**SUPPLIED ENTRIES**

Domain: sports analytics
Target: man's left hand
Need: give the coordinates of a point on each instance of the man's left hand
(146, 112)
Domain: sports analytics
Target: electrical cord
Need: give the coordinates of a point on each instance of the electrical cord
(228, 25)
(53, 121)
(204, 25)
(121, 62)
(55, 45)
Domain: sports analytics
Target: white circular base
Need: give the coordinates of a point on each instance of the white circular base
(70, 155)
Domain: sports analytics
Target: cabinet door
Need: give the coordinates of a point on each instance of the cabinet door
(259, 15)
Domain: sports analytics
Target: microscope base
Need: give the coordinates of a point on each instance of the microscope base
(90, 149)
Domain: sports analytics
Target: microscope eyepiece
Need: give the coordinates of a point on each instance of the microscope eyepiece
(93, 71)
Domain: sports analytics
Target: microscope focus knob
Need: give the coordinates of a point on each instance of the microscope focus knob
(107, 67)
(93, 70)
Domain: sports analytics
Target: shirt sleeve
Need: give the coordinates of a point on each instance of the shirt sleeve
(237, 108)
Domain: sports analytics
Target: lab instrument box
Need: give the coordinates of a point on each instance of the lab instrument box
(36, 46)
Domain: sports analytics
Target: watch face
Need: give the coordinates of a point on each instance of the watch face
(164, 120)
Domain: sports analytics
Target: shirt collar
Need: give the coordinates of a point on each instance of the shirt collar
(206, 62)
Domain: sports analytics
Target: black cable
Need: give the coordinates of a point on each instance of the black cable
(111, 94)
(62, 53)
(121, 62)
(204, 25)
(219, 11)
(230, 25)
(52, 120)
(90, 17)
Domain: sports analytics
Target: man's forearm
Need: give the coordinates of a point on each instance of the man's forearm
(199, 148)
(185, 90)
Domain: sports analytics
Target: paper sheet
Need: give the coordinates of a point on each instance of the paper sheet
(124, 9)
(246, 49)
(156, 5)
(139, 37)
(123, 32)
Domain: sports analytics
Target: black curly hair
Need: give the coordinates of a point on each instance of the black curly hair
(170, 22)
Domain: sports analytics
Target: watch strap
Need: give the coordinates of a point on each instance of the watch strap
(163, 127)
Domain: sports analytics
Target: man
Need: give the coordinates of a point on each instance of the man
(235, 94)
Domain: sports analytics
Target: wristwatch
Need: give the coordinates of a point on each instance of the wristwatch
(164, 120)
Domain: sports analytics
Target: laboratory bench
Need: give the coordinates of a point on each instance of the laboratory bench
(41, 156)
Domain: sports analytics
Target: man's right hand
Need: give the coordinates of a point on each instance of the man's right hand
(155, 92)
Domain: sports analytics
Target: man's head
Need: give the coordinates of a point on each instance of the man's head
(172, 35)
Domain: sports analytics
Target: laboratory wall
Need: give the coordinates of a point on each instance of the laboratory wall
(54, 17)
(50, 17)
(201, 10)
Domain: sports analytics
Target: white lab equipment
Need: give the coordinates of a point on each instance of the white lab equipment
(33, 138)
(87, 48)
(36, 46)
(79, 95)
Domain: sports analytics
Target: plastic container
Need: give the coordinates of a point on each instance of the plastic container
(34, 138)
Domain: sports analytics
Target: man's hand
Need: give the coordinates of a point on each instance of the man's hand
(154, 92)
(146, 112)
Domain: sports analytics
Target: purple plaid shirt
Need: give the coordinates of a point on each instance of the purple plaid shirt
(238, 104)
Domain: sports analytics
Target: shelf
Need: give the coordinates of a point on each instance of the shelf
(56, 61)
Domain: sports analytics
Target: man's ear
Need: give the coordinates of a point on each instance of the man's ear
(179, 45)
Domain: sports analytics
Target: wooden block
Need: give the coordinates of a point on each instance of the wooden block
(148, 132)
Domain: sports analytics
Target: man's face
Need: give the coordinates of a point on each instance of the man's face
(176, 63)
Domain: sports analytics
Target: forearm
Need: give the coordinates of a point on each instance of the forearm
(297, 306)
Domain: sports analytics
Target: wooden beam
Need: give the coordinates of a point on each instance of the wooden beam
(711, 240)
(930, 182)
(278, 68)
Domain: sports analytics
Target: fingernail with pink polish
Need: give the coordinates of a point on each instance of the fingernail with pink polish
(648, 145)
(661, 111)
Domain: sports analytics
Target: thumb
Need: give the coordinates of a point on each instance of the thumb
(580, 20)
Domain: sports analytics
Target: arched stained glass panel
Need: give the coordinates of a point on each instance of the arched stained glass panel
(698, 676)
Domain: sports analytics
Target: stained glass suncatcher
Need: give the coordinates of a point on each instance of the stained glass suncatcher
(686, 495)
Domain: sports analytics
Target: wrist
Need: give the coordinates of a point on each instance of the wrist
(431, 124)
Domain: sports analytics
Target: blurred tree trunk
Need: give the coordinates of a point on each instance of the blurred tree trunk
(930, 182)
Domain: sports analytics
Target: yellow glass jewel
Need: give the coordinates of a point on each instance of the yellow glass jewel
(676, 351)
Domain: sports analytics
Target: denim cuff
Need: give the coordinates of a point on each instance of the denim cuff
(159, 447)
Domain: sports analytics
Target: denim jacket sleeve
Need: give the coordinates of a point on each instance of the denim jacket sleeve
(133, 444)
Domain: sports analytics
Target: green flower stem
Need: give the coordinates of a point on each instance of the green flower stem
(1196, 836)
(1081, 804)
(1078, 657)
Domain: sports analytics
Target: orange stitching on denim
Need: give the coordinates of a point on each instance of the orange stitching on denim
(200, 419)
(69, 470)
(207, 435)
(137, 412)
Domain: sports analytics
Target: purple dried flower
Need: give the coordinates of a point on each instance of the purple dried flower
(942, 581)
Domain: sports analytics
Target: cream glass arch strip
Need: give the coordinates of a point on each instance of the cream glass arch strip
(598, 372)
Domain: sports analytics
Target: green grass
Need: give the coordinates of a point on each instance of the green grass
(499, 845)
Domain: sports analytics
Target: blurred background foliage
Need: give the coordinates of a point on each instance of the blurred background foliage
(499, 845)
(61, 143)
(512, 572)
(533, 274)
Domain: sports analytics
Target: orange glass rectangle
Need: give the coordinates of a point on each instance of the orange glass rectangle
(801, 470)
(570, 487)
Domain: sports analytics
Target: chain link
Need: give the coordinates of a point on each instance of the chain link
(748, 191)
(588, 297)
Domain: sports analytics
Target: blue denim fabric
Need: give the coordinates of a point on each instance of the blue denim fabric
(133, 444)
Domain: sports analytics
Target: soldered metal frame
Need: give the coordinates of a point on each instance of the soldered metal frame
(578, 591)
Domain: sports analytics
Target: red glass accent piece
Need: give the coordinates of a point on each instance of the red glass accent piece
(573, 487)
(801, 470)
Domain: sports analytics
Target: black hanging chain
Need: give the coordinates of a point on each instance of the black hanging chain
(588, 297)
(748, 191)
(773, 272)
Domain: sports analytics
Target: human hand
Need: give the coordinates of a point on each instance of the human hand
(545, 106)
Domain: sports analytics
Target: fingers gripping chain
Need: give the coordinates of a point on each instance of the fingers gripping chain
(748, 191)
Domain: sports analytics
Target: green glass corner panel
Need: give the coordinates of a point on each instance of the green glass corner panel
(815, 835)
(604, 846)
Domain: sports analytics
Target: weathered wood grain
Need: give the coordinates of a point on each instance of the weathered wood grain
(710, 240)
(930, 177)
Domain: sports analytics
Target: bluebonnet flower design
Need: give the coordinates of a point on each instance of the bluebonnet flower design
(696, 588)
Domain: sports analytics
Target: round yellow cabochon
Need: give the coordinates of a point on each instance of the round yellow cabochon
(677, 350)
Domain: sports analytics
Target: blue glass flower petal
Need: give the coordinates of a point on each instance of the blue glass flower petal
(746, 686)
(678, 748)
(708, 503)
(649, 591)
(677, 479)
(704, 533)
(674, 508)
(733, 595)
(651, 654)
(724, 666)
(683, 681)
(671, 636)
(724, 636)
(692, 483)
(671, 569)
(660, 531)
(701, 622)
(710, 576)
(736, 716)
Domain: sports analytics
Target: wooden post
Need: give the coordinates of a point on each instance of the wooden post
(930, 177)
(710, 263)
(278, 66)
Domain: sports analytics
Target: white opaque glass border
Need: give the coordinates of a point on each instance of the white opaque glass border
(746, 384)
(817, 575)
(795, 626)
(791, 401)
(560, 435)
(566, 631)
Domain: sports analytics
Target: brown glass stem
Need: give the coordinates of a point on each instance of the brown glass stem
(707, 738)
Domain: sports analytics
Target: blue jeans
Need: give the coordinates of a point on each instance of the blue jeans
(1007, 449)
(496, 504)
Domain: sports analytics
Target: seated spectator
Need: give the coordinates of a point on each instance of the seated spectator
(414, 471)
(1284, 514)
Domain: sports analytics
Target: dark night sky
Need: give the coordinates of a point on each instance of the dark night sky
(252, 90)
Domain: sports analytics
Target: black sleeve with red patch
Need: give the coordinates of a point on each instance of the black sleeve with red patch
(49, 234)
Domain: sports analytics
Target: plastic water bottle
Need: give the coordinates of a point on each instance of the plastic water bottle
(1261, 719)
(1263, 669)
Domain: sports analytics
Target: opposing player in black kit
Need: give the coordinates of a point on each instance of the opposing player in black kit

**EXERCISE DETAILS**
Using only the listing above, restate exactly the lines from the line containing "Target: wooden block" through the line containing "Target: purple dried flower", both included.

**EXPECTED ANSWER**
Target: wooden block
Need: give the coordinates of a point on each instance of the wooden block
(148, 132)
Domain: sports analytics
Target: man's face
Need: give the coordinates of a point on each instance of the man's face
(176, 63)
Domain: sports analytics
Target: forearm
Need: give the coordinates of a point on each instance of the forearm
(297, 306)
Domain: sports analytics
Target: wooden beam
Need: give the coordinates of a point on each instance of the wooden beam
(711, 240)
(930, 182)
(278, 68)
Domain: sports analytics
Target: fingernail with pink polish
Need: give the coordinates of a point on each instance of the fingernail with pink polish
(648, 145)
(661, 111)
Domain: sports analytics
Target: thumb
Need: give the coordinates of a point on each instance of the thumb
(580, 20)
Domain: sports analytics
Target: arched stained glass panel
Need: give the coordinates of a point on each instance of the arched stained glass panel
(698, 676)
Domain: sports analytics
Target: stained glass suncatcher
Need: give the coordinates of a point on each instance of the stained glass suncatcher
(686, 495)
Domain: sports analytics
Target: wrist
Need: give the coordinates of a point on each instance of the wrist
(431, 124)
Domain: sports analytics
Target: blurred tree trunk
Need: give the coordinates of a point on each instance of the blurred tree trunk
(930, 182)
Domain: sports analytics
Target: yellow glass jewel
Need: give the coordinates of a point on each instance of the yellow glass jewel
(676, 351)
Domain: sports analytics
Target: denim cuff
Need: give the coordinates of a point on each instance of the denim cuff
(159, 447)
Domain: sports analytics
Target: denim jacket sleeve
Need: give the coordinates of a point on each instance of the denim jacket sleeve
(133, 444)
Domain: sports analytics
Target: green flower stem
Need: give the coordinates of a point on each instance of the green flower stem
(1196, 836)
(1081, 804)
(1078, 657)
Domain: sports analytics
Target: orange stitching on denim
Need: give the coordinates of a point on each instance of the orange stitching on denim
(200, 419)
(69, 470)
(207, 435)
(137, 412)
Domain: sports analytics
Target: purple dried flower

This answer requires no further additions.